**Task to carry out**
Copy out, word for word, the lines in the entries below from the one containing "pixel 302 541." down through the one containing "pixel 226 540", including both of those lines and nothing more.

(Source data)

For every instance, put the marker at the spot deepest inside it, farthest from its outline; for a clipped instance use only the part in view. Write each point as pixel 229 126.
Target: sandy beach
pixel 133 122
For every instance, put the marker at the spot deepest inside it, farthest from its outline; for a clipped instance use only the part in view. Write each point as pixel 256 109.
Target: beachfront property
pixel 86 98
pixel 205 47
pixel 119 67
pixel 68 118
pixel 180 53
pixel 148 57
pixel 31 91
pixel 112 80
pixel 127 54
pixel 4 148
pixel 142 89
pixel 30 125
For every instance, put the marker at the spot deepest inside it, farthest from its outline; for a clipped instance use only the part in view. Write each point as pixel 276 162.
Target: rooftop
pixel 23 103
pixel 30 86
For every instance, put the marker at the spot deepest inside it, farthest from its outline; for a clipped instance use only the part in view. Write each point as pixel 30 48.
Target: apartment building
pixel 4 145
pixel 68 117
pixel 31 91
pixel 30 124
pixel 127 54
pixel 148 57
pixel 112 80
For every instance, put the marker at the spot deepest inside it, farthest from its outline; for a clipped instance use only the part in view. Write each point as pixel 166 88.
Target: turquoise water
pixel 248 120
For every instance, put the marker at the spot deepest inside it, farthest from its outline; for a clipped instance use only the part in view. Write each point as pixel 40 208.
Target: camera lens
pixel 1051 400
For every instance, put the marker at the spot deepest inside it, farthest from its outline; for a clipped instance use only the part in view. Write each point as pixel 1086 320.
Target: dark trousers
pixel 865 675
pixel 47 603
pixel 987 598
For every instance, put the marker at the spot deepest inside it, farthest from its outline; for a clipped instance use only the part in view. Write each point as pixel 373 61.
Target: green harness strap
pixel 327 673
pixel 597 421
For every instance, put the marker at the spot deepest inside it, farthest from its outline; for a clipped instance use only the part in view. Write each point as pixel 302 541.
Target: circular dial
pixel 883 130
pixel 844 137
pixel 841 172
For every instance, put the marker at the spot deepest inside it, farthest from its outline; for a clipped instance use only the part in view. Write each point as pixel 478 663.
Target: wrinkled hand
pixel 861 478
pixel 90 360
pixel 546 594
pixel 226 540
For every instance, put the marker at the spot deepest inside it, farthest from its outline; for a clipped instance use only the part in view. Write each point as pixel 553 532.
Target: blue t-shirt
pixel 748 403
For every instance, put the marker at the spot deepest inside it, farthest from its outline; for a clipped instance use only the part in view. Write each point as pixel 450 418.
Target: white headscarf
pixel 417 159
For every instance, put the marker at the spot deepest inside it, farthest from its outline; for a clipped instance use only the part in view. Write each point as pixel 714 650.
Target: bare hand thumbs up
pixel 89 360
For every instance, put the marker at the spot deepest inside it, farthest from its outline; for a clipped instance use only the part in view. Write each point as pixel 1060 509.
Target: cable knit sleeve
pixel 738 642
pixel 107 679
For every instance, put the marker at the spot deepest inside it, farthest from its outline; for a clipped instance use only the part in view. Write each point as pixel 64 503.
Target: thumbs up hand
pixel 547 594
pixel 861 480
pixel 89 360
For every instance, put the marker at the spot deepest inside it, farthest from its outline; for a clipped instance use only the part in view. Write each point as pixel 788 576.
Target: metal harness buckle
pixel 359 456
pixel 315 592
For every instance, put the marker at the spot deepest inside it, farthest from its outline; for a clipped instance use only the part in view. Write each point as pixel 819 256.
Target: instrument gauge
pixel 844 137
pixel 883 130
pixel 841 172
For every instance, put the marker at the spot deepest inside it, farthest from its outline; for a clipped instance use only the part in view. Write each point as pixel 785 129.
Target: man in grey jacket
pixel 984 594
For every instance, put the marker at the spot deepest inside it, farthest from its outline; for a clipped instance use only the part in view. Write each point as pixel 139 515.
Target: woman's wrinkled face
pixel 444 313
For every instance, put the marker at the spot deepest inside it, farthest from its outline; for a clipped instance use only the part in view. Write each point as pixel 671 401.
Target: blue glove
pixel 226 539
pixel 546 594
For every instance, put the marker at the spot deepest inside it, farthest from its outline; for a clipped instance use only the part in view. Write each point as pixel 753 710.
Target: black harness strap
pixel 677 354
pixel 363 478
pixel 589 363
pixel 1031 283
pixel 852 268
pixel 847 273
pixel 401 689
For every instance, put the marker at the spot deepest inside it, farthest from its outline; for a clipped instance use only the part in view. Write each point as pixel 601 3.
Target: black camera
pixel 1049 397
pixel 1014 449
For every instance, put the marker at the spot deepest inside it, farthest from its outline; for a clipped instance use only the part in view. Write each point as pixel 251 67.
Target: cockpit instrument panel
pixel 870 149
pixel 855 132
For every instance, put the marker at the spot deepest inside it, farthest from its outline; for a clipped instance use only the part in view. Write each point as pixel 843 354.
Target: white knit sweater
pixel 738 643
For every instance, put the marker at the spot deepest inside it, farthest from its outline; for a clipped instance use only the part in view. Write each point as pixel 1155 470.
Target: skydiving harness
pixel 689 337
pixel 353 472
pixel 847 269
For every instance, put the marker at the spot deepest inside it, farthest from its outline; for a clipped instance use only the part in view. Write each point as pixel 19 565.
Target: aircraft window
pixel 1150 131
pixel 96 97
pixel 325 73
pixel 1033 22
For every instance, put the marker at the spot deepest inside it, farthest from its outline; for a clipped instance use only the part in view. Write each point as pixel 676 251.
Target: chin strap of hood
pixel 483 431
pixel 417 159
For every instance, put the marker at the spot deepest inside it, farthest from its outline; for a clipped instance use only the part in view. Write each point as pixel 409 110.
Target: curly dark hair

**Task output**
For every instance, put the marker at the spot deepest inside it, farthest from its outline; for a clipped instance use only the part in view. Write each point as pixel 302 541.
Target: circular dial
pixel 883 130
pixel 844 137
pixel 841 172
For every instance, put the marker at the spot deepest inside it, farthest from its outline; for a clipped instance use only the part in view. Write each point as pixel 478 663.
Target: wrinkled hand
pixel 861 478
pixel 90 360
pixel 546 594
pixel 226 540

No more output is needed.